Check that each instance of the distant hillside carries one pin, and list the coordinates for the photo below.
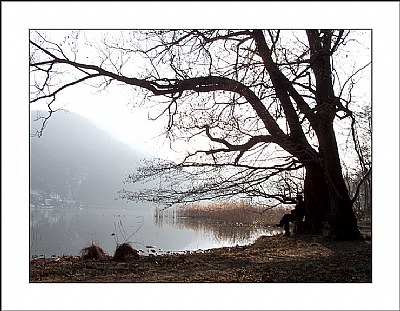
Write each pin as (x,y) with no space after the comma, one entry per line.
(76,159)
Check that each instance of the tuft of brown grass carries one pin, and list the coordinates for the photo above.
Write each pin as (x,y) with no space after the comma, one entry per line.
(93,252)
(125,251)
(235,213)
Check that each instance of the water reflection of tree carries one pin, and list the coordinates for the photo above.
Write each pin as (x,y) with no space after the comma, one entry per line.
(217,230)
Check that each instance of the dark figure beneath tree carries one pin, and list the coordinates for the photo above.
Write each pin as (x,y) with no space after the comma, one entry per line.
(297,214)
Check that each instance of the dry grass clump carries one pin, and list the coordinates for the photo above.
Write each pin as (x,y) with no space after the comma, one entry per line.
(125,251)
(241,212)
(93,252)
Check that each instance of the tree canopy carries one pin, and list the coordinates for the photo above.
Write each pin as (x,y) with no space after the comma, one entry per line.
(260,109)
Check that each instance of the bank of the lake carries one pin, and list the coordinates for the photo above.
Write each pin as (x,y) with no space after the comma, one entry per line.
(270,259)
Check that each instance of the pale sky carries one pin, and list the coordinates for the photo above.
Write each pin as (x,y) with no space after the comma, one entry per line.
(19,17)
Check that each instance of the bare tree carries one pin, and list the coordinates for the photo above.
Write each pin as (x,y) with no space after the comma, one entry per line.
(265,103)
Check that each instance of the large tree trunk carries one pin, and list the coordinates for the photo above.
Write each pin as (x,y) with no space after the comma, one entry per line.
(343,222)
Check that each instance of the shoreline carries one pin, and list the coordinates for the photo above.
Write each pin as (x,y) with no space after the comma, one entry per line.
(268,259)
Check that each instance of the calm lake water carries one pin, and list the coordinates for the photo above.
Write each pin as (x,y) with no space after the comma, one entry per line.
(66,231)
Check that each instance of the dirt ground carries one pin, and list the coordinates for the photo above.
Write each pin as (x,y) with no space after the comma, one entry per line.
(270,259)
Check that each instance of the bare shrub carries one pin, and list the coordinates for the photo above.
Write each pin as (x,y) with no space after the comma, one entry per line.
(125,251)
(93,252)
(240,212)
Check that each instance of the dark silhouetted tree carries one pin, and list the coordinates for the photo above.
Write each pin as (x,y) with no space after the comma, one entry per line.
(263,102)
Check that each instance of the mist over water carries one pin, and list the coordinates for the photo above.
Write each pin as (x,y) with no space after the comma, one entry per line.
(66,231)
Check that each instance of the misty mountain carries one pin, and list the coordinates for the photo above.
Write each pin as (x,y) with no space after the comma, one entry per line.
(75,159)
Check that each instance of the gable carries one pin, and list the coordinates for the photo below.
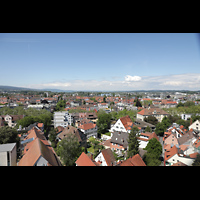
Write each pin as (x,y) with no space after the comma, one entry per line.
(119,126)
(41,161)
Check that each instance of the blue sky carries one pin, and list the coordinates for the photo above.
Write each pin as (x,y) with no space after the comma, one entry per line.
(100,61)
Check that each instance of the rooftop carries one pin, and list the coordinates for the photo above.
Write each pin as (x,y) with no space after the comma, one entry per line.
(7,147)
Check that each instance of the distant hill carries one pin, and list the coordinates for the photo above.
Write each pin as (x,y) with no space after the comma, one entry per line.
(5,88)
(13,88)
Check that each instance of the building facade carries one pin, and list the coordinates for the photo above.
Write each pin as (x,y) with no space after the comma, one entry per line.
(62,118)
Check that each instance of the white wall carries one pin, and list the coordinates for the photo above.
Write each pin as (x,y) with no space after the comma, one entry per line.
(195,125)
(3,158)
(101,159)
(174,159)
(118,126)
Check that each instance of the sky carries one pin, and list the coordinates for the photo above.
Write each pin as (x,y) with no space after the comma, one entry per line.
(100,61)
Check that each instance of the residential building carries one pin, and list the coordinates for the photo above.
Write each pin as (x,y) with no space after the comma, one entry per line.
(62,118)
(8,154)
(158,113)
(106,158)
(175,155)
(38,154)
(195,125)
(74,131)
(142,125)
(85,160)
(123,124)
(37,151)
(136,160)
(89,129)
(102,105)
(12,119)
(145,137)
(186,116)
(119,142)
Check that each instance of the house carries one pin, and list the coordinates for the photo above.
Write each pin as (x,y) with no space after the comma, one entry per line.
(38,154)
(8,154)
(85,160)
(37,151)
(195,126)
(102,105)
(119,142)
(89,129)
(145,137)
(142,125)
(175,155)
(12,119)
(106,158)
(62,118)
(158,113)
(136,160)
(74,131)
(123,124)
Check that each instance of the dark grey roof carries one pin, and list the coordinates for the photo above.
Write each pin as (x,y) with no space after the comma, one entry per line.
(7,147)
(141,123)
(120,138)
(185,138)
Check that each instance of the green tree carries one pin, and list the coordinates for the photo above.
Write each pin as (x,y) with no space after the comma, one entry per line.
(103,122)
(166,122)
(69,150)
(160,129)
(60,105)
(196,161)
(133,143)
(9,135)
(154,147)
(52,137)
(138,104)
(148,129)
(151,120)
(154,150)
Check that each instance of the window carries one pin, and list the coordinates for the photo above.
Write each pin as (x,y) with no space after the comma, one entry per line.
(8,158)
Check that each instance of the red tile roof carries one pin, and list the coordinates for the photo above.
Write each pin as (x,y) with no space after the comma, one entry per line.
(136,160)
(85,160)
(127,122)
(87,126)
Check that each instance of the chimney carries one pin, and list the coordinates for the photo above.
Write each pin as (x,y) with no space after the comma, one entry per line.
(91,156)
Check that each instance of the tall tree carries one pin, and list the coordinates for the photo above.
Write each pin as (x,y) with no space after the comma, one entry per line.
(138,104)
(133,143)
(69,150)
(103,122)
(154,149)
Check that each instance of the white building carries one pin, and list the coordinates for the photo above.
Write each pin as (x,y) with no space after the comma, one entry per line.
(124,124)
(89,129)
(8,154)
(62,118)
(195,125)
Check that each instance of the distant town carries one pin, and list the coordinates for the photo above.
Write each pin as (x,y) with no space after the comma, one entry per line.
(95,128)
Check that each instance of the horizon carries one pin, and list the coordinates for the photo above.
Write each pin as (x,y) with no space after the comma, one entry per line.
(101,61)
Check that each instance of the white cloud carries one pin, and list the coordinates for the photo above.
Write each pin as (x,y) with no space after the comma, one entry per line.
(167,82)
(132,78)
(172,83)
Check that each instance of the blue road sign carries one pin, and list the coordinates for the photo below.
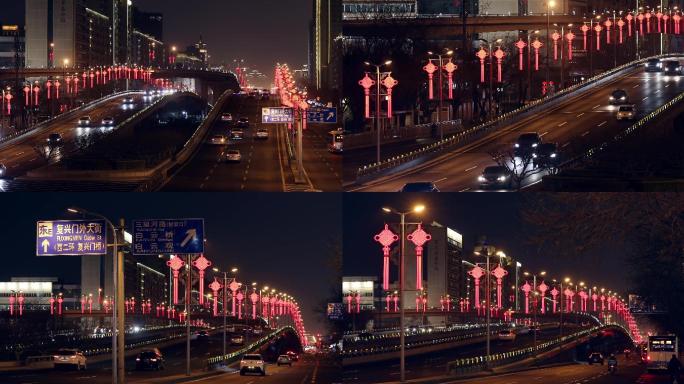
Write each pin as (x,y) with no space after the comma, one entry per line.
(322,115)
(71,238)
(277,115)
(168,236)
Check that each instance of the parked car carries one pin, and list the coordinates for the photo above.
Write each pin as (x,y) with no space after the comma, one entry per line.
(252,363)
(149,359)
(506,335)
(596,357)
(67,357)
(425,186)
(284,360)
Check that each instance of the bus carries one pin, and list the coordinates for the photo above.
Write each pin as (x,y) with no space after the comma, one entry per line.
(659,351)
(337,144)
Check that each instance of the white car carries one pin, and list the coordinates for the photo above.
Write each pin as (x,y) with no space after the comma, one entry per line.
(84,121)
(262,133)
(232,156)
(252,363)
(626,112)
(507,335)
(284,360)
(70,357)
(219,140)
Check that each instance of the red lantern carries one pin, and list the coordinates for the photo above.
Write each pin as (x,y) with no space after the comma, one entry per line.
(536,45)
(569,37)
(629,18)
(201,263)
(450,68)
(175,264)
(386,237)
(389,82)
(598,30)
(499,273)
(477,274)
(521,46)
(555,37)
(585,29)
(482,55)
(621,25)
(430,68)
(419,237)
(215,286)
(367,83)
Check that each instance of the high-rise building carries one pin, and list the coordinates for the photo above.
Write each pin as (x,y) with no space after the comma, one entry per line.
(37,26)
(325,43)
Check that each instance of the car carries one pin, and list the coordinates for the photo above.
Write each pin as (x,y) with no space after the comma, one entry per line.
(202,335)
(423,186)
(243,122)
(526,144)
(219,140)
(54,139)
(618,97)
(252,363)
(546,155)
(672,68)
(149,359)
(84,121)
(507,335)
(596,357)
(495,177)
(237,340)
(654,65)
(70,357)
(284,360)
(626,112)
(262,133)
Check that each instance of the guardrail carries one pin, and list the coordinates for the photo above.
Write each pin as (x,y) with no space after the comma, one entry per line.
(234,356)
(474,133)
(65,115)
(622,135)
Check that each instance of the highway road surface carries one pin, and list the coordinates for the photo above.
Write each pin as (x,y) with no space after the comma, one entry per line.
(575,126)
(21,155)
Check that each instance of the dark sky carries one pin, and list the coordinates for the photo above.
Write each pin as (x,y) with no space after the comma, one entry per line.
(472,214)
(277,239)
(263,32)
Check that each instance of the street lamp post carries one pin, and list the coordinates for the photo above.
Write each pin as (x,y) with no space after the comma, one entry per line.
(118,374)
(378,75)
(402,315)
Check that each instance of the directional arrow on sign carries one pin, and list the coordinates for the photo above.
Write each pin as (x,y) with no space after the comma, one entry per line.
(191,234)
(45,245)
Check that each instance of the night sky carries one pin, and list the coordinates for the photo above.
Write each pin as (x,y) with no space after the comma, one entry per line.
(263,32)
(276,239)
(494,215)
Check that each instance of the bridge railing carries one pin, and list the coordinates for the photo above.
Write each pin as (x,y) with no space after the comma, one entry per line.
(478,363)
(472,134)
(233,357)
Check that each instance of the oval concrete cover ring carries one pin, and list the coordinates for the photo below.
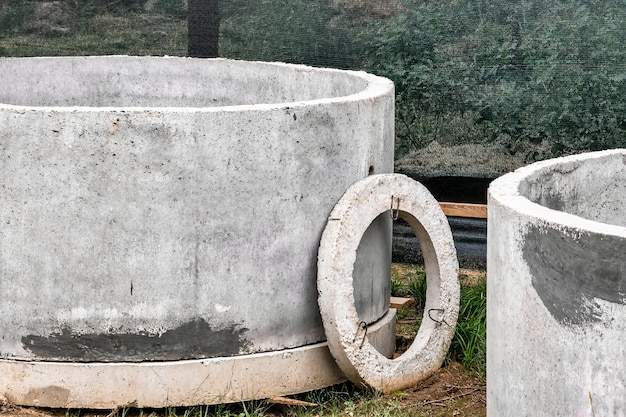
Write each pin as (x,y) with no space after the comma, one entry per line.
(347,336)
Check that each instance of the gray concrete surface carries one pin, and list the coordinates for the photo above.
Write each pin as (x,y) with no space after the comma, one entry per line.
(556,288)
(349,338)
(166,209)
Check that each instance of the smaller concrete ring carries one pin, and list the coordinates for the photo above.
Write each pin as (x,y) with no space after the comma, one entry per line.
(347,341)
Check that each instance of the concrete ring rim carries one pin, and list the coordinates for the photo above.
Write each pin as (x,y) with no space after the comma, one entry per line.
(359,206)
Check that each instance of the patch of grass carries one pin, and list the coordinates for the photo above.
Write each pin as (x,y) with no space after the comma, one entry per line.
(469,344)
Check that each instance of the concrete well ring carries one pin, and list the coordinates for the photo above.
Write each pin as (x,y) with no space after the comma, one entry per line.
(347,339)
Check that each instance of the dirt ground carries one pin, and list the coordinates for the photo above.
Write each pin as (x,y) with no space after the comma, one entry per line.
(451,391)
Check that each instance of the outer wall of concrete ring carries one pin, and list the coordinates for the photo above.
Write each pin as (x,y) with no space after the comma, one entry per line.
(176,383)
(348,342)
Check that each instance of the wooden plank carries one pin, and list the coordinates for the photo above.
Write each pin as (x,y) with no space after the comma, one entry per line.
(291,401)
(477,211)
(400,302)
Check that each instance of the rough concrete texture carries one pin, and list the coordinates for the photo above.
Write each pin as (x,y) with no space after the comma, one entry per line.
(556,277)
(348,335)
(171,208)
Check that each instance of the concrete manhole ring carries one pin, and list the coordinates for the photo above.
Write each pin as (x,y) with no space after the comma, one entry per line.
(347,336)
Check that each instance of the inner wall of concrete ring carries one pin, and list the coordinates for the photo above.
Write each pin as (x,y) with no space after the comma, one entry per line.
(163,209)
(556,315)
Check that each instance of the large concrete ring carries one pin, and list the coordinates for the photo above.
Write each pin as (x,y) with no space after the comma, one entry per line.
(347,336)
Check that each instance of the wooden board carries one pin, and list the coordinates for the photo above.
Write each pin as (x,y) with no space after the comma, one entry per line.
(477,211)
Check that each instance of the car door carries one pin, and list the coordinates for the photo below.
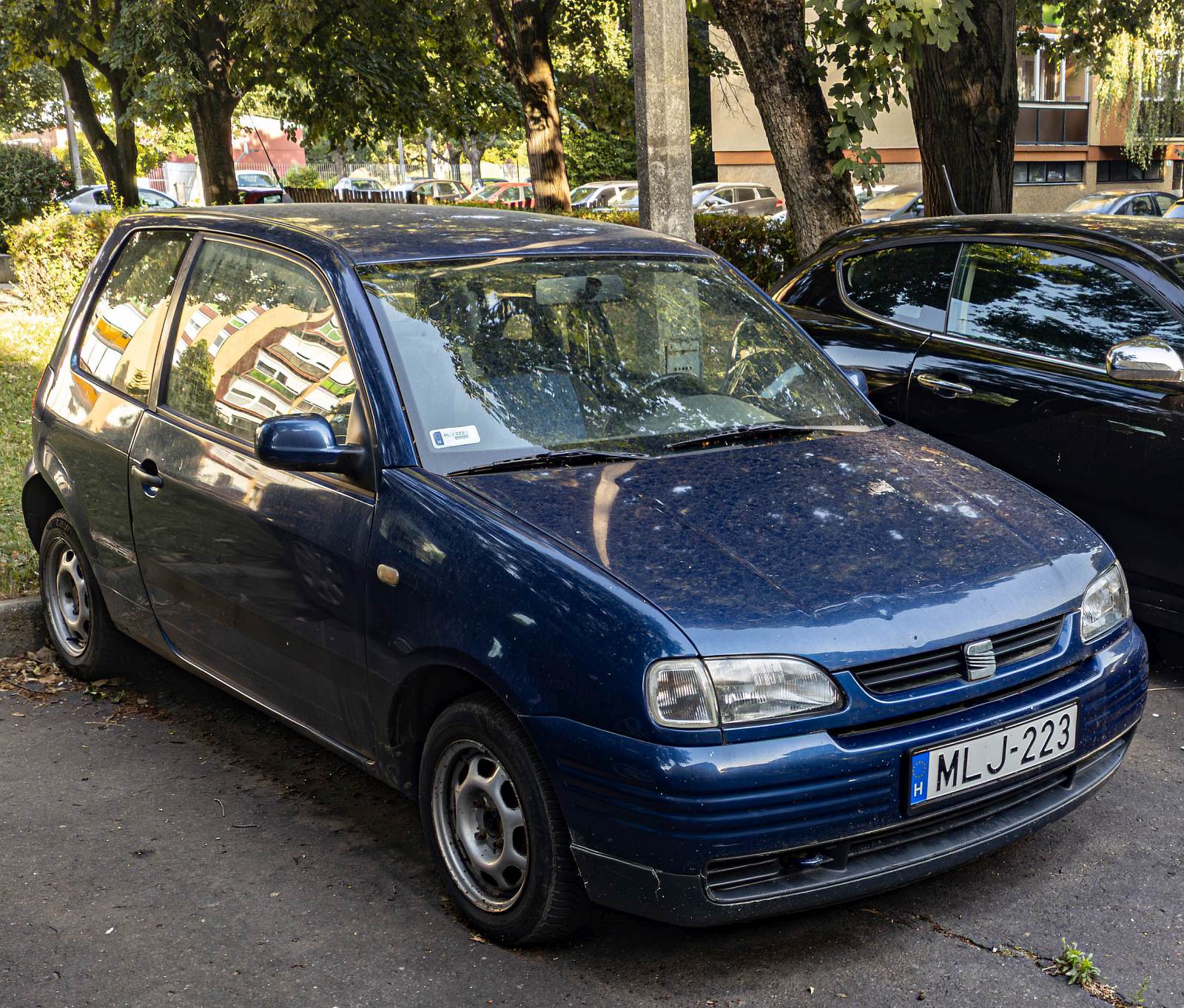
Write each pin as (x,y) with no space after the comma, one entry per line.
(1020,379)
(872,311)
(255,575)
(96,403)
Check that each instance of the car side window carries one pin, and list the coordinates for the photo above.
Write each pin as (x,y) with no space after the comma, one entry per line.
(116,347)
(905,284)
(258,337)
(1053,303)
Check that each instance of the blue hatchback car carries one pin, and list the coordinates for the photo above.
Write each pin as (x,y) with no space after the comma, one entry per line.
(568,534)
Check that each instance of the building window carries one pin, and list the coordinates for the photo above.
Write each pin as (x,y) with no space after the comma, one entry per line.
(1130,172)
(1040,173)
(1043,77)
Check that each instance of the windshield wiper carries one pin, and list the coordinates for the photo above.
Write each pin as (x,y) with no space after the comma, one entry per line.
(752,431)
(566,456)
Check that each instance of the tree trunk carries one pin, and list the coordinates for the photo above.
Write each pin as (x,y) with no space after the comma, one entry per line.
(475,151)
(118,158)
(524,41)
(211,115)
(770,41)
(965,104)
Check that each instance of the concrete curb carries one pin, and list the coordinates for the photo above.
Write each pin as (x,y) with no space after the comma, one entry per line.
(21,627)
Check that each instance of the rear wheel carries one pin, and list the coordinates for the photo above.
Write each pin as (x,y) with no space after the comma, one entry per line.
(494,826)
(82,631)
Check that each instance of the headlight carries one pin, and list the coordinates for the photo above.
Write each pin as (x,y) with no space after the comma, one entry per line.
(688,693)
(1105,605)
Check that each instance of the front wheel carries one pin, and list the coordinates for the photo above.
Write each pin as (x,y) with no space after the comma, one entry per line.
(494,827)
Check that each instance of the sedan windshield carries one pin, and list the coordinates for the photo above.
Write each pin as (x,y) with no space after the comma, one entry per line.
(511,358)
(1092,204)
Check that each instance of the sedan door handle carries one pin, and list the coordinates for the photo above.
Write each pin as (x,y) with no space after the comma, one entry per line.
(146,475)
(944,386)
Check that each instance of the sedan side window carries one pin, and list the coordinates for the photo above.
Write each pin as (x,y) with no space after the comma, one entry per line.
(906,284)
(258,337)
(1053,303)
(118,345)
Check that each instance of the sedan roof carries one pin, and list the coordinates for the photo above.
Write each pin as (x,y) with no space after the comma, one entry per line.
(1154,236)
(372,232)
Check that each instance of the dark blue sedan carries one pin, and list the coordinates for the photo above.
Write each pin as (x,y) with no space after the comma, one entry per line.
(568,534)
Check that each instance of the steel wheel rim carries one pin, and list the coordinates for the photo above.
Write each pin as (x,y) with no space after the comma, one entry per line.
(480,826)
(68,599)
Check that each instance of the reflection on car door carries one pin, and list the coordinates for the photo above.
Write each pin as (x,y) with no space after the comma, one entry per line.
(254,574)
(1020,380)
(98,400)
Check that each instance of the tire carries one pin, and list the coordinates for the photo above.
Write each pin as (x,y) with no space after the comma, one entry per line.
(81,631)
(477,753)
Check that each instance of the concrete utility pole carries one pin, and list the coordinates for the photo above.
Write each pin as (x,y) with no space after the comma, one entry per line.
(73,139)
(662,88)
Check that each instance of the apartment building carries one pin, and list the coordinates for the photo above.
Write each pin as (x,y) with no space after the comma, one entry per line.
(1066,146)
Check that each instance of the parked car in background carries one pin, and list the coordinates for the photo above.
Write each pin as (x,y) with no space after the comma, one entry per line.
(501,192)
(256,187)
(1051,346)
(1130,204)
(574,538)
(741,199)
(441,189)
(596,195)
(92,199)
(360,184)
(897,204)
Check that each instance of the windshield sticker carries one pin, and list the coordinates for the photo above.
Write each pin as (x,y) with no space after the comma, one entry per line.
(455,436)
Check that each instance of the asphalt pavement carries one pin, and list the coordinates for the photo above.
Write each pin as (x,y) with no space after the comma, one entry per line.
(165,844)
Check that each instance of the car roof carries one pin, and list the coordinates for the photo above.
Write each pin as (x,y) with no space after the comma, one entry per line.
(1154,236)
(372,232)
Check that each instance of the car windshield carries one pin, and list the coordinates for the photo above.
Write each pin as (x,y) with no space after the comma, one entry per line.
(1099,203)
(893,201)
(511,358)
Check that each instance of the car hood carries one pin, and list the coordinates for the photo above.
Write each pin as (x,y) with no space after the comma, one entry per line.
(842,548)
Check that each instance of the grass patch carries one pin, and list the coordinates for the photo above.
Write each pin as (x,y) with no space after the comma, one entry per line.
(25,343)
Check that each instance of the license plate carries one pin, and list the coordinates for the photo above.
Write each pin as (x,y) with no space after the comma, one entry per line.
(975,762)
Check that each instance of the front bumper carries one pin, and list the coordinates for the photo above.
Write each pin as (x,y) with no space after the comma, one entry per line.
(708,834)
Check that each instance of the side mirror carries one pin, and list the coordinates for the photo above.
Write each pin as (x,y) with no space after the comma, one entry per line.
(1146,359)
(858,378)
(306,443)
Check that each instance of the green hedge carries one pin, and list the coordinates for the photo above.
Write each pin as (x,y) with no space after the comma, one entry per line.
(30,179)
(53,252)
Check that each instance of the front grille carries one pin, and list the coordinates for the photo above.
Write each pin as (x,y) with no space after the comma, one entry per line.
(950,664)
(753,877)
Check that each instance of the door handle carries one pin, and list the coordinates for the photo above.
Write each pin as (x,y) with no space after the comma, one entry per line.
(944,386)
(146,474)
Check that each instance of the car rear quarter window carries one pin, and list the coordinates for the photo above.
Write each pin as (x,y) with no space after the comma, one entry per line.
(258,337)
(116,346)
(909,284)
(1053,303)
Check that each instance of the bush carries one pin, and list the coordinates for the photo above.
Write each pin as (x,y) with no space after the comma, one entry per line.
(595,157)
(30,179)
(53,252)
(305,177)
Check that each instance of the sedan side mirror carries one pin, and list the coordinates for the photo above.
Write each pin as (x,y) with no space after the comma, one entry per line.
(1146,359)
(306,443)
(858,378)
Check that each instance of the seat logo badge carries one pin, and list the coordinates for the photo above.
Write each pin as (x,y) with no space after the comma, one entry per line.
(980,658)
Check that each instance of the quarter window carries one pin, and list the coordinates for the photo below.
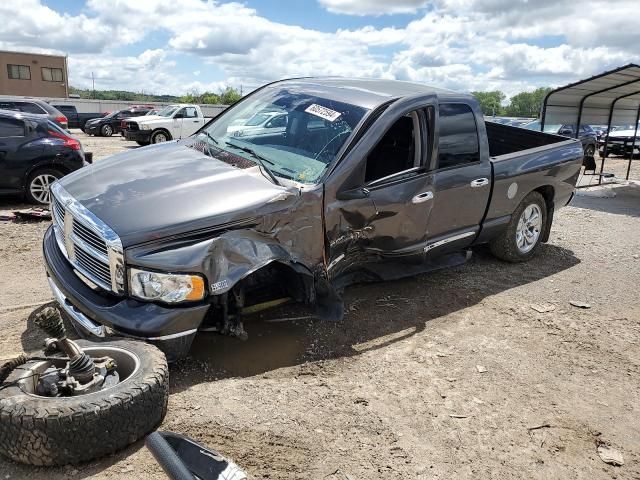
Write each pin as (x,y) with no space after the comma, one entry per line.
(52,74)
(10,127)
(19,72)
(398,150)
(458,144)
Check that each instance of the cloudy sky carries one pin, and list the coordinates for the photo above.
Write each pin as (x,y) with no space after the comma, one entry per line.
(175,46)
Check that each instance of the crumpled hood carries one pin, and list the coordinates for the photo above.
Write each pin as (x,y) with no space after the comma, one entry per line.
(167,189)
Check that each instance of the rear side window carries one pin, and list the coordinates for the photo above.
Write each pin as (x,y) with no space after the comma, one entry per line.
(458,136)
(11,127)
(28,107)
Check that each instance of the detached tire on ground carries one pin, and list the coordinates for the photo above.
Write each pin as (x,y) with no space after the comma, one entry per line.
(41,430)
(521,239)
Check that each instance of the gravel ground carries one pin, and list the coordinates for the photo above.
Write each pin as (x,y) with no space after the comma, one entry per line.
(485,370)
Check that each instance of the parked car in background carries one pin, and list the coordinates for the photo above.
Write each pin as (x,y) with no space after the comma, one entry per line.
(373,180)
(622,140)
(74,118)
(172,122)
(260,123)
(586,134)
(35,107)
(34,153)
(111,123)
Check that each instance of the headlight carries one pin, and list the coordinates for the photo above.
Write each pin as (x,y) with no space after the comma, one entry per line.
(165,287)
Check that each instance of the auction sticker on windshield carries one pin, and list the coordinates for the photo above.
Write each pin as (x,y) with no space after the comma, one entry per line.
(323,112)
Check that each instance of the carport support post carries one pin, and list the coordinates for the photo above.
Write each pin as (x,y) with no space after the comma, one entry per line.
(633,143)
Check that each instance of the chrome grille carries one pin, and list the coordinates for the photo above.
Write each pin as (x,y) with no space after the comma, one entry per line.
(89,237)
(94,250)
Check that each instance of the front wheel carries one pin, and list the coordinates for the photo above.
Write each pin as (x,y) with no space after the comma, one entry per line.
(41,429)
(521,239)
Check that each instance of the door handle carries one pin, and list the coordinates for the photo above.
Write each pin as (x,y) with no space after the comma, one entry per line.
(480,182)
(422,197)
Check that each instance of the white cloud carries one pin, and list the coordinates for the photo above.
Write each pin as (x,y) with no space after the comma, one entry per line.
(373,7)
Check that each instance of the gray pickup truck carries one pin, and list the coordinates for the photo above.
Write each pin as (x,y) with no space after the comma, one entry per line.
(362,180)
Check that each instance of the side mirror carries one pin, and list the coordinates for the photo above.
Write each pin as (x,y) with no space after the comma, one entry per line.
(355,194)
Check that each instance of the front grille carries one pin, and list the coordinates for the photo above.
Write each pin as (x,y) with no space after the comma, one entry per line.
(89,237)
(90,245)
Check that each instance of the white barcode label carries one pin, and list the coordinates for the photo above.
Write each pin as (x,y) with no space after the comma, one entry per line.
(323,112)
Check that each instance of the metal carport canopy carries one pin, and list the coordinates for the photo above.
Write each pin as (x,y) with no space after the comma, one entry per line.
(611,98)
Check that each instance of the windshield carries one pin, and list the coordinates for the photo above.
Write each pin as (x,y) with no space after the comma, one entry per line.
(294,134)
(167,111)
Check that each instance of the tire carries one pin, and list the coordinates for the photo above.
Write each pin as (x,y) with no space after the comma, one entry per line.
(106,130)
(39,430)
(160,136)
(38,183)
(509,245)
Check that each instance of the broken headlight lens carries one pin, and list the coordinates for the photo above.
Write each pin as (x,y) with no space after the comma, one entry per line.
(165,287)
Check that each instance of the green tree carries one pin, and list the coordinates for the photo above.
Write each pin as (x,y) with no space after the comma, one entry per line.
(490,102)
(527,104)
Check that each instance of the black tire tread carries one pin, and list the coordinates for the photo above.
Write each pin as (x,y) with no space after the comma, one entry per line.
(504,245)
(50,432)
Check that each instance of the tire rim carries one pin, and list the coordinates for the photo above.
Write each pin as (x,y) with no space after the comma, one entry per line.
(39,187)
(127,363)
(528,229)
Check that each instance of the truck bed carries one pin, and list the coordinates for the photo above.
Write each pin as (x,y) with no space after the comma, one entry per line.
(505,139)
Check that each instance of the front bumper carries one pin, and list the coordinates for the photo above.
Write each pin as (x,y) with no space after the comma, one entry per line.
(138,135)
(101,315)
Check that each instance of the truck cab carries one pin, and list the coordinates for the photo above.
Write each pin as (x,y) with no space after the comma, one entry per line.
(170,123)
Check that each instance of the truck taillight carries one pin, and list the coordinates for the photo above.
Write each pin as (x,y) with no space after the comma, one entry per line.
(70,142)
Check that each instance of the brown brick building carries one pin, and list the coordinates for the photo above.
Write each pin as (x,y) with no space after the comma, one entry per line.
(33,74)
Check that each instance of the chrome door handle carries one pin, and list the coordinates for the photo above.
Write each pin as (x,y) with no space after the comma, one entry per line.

EXERCISE DESCRIPTION →
Please repeat the lines from the one containing "Check that each instance of the brown" through the last line, replacing "chrome" with "silver" and leaving everything else unchanged.

RESPONSE FOR THIS EXERCISE →
Check that each instance of the brown brick building carries one pin, and list the coordinates for the photo above.
Write each pin as (x,y) with no space after the comma, one entry per line.
(33,74)
Check that each instance of the silver door handle carries one pin, and list the coordinates for the photo above.
Write each pin as (x,y) with no space after the comma, one entry per line.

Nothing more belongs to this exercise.